[TASK TO CARRY OUT] Rewrite the entries below with every "shop awning" changed to "store awning", leaving all else untouched.

# # # # #

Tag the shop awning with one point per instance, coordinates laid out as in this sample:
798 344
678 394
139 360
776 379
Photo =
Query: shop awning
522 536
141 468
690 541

# # # # #

[RESPONSE TO THE EXERCISE]
Tag the store awning with one point per instance, coordinates laid out as in this sample:
798 344
678 394
139 360
776 379
Photo =
Query: store awning
522 536
141 468
690 541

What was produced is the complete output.